**EXTRACT**
┌──

# My horse art



## Zynx (Aug 11, 2008)

I at the moment don't have just my pencil sketches uploaded so you get to see the horrible versions I colored for refs for people on photoshop (prefers the the pencil more)
Then their are tags of peoples characters that I made and then just doodles
























Old----OLD-->
































I love the pencil a million times better I wish I hade it uploaded--->



























This is my favorite it was a speed paint I did so the anatomy is off but I still love it XD (you can see the style changes over time huh?)


















If you want to see my other stuff besides horses umm your welcome to visit my deviantart  http://spshlfx.deviantart.com

Thank you for looking XD[/url]


----------



## Small_Town_Girl (Feb 15, 2008)

All of them are great, but I really love the realistic Talascar one,
you should do more realistic horses...I think you have a great 
talent in that area. :wink:


----------



## Zynx (Aug 11, 2008)

└──

**MATERIAL PROVIDED**

┌──

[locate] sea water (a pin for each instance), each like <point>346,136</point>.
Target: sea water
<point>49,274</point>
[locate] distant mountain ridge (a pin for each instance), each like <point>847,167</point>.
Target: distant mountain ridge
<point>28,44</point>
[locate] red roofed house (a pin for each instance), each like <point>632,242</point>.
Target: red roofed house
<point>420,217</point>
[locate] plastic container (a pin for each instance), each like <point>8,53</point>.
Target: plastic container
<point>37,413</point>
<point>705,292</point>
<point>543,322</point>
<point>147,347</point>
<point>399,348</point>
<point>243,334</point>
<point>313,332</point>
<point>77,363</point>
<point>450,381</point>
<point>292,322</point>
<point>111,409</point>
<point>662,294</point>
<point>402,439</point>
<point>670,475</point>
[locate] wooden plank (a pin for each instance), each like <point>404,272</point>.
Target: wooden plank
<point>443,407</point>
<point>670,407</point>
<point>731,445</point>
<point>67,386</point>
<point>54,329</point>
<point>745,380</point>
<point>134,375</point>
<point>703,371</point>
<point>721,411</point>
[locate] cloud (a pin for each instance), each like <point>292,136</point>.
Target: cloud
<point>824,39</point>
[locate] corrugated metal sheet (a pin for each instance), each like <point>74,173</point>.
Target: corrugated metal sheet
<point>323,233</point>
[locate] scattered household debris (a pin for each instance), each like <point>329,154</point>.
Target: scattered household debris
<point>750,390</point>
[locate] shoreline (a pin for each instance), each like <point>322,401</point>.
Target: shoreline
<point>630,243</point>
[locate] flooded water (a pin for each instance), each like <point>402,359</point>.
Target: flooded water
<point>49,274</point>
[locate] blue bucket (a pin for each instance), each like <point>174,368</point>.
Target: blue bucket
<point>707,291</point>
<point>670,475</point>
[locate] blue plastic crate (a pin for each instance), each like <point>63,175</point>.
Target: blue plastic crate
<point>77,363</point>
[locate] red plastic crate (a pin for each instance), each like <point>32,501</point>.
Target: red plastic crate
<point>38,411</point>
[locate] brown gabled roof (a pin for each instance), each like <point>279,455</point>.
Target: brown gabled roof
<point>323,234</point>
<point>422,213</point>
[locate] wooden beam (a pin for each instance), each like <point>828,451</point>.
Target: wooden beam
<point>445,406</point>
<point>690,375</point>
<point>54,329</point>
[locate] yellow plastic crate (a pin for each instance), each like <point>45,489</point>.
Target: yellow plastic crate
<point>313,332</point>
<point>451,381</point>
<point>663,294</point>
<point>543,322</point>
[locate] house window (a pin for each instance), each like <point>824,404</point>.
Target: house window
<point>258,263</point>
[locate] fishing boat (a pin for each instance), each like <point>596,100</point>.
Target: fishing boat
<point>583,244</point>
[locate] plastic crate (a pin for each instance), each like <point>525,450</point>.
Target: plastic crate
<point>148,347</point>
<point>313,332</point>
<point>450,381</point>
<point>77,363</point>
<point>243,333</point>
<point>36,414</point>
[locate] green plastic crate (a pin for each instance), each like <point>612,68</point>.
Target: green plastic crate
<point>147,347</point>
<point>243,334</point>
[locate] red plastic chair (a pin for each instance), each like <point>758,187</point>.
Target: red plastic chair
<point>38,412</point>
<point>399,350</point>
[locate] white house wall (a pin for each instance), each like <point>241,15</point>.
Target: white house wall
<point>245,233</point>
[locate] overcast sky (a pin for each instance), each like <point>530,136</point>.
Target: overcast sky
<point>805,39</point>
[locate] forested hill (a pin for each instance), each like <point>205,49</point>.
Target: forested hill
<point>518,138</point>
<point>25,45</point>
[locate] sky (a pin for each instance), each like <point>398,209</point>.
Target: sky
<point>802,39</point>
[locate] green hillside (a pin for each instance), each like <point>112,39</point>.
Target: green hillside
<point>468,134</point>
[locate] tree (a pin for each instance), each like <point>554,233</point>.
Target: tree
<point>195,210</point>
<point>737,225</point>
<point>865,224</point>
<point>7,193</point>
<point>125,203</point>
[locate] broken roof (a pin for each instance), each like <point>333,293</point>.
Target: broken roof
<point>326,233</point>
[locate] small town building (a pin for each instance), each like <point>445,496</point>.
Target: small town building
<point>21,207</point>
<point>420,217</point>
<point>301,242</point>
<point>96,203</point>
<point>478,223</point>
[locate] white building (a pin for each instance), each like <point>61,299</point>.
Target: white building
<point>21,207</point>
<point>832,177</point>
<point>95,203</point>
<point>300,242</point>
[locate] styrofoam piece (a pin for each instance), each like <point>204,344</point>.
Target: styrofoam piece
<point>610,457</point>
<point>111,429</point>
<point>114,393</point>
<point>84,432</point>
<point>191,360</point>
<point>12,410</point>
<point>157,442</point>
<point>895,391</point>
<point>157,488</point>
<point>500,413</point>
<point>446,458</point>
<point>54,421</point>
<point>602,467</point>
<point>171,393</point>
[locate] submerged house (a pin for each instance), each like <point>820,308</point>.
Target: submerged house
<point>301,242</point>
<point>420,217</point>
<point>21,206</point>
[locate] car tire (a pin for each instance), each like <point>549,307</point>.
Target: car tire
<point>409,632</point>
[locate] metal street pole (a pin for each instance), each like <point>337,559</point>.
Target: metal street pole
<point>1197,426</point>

└──

**TASK REQUIREMENTS**
a: Answer these questions about the horse art thread:
(i) Which medium does Zynx prefer to the colored Photoshop versions?
(ii) What kind of painting was the piece Zynx calls a favorite?
(iii) Which piece does Small_Town_Girl say she really loves?
b: Write the next part of the horse art thread, picking up after its last line.
The listing is not needed for this work.

**ANSWERS TO THE EXERCISES**
a:
(i) Pencil.
(ii) A speed paint.
(iii) The realistic Talascar one.

b:
Aww thank you! I do enjoy drawing those, I just haven't drawn much lately I don't know why*shrugs* hmm


----------



## GeminiJumper (Jun 12, 2008)

Wow!! They are all great!!! I love the first ones, though!! They're sooo cute!!


----------



## Zynx (Aug 11, 2008)

Thank you so much


----------



## AQHA_MHonora_Pleasure (Jul 13, 2008)

Wow

just wow!


Those are SO amazing!!!!



If I sent you a few pictures could you animate my horses like that?


----------



## PoptartShop (Jul 25, 2010)

Wow nice work!!


----------



## Zynx (Aug 11, 2008)

Thank you




And I didn't receive any pictures are you sure you sent them?


----------



## Malorey (Aug 14, 2008)

Very nice!!

I love- "A Horse Show...For ME!!!

Lol!


----------



## Zynx (Aug 11, 2008)

lol thank you XD


----------



## Alexiorsay (Aug 18, 2008)

These are AMAZING. I draw a little, but nowhere near this well. I LOVE your natural style. Nice work!


----------



## dannys_girl16 (Jan 4, 2008)

i loooove them  so cute! especially the realistic ones! do you think you could do one of my horsey??


----------



## Zynx (Aug 11, 2008)

Thank you Xd

normally I would say yes but I have to many things going on right now I'm sorry  but once I find free time Definitly maybe !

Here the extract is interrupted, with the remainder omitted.